To-do list =>
a - In the cyber insurance article, what connected device allowed hackers to breach the North American Casino in 2017?
b - Write down, word for word, everything in the cyber insurance article from "This problem is" down to "not the case.".
c - Carry the cyber insurance article further, starting right after its final sentence.

Text block =>
· · ·

Cyber risk has become as ubiquitous within the American lexicon as apple pie, yet few truly understand it or even worse how truly exposed to it they are. Over the past few years insurance brokers and firms have done a great deal of work to raise the visibility of programs to combat cyber risk, particularly cyber insurance. This rush to market by carriers, coupled with the ever-increasing rate of cyber-attacks, has created a lot of misinformation and myths around how cyber insurance should be utilized.

Myth 1 | All cyber insurance programs are the same.

This is probably one of the biggest myths out there. Insurers trying to capitalize on this growing market segment were quick to develop programs. This has resulted in a wide array of cyber “Frankenstein” policies which add limited coverage endorsements to existing business owner’s policies. These types of programs give the insured a sense of false confidence while leaving them exposed to some of the more perilous cyber threats.

Insureds need to opt for stand alone cyber insurance policies that will cover them across the full spectrum of cyber risk, ranging from the required regulatory notification and remediation components to business interruption and reputational harm to the business itself. Unless a standalone policy is in place, these types of threats are not usually covered, which can lead to denied claims.

Myth 2 | My company does not have a cyber risk exposure

Unless an organization conducts business completely outside of the internet they are susceptible to cyber risk. High profile breaches in the news are misleading. Companies and individuals believe that their smaller organization is not at risk because they do not have a treasure trove of records and data on hand. In reality, data breaches are just one facet of cyber risk. Cyber extortion and ransomware incidents are much more common and highly focused on small businesses. Companies that think they are not a target or do not have a cyber exposure truly do not understand how vulnerable they really are.

This problem is compounded when considering how interconnected devices and the Internet of Things factors into this equation. In 2017, the North American Casino was breached because of an automatic fish tank feeder that was connected to an executive’s laptop. Due to this non-secure device, hackers were able to enter the system and abscond with company data.

Myth 3 | Cyber Insurance is cyber security

A dangerous misconception by most small to mid-market organizations is that cyber insurance is the same as cyber security. This is simply not the case.

Cyber insurance is a great resource and should be used by all organizations to help put a fixed price on the uncertainty of cyber attack and data breach costs. Stand alone cyber insurance policies also bring with them breach response resources that can facilitate the mailing of notifications to affected parties, manage crisis communications and carry out remediation efforts to get a firm’s systems back on line. Cyber insurance includes reactionary components in response to a breach, and functions as a tool to transfer the financial losses associated with a cyber attack off the organization’s P&L and into the insurance markets’.

Cybersecurity aims to prevent successful attacks in the first place. Pro-active cybersecurity initiatives are required to protect an organization’s IT infrastructure and data. These can range from technology solutions to training employees around proper cyber hygiene.

· · ·

Records supplied =>
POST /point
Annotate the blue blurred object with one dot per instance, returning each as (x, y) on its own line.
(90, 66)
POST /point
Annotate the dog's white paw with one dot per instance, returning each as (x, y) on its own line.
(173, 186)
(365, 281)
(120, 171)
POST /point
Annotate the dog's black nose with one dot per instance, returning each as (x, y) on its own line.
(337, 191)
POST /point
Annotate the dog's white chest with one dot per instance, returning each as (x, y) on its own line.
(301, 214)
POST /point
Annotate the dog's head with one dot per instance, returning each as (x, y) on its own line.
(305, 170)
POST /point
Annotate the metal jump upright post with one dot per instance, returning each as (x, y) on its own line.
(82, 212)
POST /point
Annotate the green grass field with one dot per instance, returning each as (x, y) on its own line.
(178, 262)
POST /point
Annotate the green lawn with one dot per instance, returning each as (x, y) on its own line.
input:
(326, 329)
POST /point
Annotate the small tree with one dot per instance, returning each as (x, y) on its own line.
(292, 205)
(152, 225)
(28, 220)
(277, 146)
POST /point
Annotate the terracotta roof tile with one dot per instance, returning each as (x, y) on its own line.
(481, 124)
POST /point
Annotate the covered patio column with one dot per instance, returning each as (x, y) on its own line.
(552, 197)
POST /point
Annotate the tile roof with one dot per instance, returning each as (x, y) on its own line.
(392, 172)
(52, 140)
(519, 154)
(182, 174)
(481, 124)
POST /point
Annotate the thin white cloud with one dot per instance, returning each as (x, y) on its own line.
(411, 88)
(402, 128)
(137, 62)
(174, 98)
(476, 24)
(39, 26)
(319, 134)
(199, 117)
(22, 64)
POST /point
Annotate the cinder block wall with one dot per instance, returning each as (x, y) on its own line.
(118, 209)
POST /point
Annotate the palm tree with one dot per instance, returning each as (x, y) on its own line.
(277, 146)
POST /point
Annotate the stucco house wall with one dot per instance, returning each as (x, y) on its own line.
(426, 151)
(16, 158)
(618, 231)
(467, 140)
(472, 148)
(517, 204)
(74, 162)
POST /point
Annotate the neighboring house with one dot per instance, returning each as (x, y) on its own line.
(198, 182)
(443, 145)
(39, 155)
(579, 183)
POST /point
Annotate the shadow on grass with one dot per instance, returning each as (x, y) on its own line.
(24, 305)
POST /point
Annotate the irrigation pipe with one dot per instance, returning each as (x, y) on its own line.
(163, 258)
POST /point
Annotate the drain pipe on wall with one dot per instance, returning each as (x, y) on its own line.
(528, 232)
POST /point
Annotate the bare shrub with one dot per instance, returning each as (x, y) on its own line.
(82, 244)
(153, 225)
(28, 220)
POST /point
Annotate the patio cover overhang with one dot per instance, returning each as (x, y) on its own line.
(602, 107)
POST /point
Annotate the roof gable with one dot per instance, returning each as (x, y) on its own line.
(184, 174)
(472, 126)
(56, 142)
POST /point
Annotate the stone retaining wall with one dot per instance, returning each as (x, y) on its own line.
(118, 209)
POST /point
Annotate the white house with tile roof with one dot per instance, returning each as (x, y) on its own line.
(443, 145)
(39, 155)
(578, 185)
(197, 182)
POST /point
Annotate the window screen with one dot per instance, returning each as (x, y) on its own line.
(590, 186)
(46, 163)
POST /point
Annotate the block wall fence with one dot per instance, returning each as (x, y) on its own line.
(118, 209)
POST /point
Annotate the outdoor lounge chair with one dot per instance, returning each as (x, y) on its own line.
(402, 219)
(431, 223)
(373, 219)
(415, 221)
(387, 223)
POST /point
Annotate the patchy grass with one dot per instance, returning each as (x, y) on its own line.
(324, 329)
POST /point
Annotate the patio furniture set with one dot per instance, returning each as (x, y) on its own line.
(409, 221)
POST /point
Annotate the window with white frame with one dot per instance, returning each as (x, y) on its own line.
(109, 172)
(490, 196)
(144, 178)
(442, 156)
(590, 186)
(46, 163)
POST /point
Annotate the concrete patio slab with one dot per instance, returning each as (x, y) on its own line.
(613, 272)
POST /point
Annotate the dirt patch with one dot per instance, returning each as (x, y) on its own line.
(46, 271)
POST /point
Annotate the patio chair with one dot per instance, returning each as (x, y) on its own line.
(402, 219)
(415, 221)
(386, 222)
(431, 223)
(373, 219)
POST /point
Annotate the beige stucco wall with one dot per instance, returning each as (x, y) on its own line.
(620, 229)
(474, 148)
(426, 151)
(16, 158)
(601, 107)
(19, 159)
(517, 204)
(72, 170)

· · ·

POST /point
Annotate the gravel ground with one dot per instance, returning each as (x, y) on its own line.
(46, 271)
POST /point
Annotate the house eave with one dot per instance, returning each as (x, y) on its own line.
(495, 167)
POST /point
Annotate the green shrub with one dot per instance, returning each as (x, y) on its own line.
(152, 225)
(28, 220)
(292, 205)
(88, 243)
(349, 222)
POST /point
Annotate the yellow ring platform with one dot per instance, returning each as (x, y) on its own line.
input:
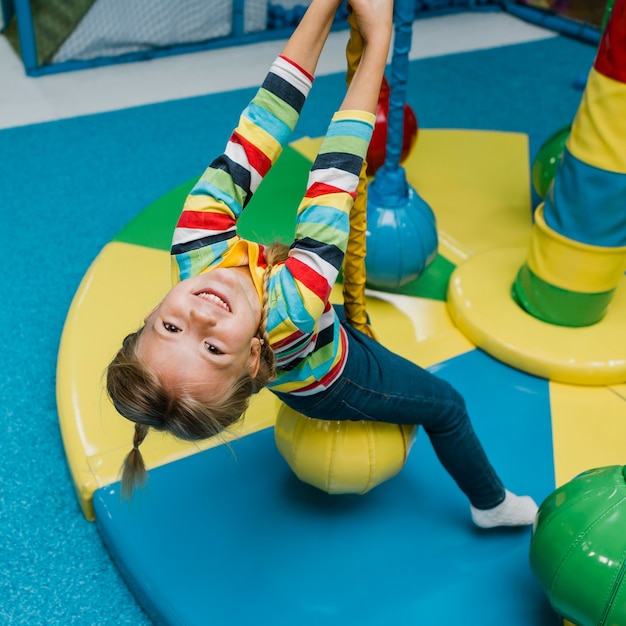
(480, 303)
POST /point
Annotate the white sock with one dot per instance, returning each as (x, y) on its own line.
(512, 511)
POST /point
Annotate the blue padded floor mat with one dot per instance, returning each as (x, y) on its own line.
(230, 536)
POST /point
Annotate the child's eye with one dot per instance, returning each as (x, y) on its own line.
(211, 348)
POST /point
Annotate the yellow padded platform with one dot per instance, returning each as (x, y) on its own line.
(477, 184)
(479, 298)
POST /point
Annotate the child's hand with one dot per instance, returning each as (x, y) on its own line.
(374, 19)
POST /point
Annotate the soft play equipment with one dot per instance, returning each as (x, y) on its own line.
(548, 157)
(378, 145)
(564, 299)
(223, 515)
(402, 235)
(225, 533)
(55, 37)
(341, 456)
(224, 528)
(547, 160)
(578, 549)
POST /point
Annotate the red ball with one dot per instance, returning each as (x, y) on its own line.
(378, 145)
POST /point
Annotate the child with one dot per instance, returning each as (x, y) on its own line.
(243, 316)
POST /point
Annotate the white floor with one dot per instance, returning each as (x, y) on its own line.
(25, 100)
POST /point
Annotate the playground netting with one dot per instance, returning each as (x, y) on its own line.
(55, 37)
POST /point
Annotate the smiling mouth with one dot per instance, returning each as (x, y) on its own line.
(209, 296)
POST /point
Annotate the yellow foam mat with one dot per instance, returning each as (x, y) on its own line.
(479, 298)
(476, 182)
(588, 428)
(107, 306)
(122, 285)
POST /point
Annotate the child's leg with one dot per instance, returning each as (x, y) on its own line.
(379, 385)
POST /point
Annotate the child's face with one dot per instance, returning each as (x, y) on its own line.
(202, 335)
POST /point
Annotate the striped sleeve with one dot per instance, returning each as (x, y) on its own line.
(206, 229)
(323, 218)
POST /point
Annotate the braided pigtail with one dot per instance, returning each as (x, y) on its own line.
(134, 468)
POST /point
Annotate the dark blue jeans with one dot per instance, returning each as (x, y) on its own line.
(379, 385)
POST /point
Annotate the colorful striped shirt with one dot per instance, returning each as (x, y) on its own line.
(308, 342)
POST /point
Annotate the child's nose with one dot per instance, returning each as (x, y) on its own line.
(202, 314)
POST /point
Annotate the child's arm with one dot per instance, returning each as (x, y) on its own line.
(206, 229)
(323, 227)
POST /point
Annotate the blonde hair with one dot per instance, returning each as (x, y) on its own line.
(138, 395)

· · ·

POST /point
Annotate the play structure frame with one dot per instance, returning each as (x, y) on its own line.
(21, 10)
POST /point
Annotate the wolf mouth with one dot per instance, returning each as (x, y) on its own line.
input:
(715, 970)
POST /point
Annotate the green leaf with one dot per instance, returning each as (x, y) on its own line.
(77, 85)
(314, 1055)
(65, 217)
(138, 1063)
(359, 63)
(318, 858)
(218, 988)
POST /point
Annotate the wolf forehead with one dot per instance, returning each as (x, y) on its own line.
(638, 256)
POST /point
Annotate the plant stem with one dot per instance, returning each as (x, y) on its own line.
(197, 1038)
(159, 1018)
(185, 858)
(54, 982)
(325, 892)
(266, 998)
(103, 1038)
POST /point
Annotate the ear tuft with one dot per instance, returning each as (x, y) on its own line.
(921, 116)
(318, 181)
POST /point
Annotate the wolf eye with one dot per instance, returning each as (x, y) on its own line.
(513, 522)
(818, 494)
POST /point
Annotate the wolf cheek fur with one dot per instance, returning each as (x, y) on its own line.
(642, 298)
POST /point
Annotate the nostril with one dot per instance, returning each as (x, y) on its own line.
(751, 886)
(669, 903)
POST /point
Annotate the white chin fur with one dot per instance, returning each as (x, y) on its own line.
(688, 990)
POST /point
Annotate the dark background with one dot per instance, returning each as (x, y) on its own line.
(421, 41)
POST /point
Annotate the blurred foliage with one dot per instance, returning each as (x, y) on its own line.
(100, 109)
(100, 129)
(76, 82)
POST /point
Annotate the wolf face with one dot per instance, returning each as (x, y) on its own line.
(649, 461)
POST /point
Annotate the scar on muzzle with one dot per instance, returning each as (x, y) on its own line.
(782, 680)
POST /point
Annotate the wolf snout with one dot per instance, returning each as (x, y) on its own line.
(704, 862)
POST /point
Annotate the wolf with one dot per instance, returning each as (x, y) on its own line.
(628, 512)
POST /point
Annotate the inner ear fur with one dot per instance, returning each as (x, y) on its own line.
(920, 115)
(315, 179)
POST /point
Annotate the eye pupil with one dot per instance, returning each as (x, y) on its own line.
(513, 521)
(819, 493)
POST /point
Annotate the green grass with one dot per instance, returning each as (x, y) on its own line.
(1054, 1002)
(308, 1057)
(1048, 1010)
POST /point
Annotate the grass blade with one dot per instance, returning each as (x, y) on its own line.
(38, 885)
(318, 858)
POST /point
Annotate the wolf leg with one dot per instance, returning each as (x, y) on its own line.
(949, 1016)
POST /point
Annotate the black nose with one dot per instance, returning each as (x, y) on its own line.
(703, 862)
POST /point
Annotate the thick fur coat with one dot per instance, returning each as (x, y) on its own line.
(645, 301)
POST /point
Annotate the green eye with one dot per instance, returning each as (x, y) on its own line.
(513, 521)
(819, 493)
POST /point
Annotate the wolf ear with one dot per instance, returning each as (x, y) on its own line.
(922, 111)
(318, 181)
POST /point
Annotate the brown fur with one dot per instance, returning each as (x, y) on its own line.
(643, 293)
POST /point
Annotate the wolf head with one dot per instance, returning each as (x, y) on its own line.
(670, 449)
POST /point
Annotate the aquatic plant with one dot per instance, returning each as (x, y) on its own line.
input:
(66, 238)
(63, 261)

· · ·

Set of answers =>
a - An automatic fish tank feeder connected to an executive's laptop.

b -
This problem is compounded when considering how interconnected devices and the Internet of Things factors into this equation. In 2017, the North American Casino was breached because of an automatic fish tank feeder that was connected to an executive’s laptop. Due to this non-secure device, hackers were able to enter the system and abscond with company data.

Myth 3 | Cyber Insurance is cyber security

A dangerous misconception by most small to mid-market organizations is that cyber insurance is the same as cyber security. This is simply not the case.

c -
Myth 4 | All that I need to protect is Personally Identifiable Information (PII) records

It is true that PII is a key data set that needs to be protected by organizations. Regulators have been quick to develop notification requirements and impose fines if firms fail to protect these records. Yet for businesses and organizations, their digital assets go well beyond employee data. A breach that exposes a firm’s intellectual property, for example, could render that business worthless. Firms that do not consider the enterprise value of their data are putting their businesses at risk. This is increasingly the case  for larger entities. Firms like Google that rely solely on data for their core offerings will have a much different risk profile than a firm like CSX, whose business model still relies on hard assets. These types of considerations need to be considered as organizations are carrying out their cyber risk assessments.

Myth 5 | My firm is too small to carry cyber insurance

Most cyber-attacks focus primarily on small businesses because they know they are the most vulnerable. Small businesses often lack the IT resources or budgets to develop robust cybersecurity defenses. This makes it easier to cyber criminals to enter their systems and wreak havoc. According to the U.S.’ National Cyber Security Alliance recent study, 60 percent of small companies that suffer a cyber-attack are unable to sustain their businesses, often closing within 6 months. This is a direct result of the expenses related to a cyber-attack.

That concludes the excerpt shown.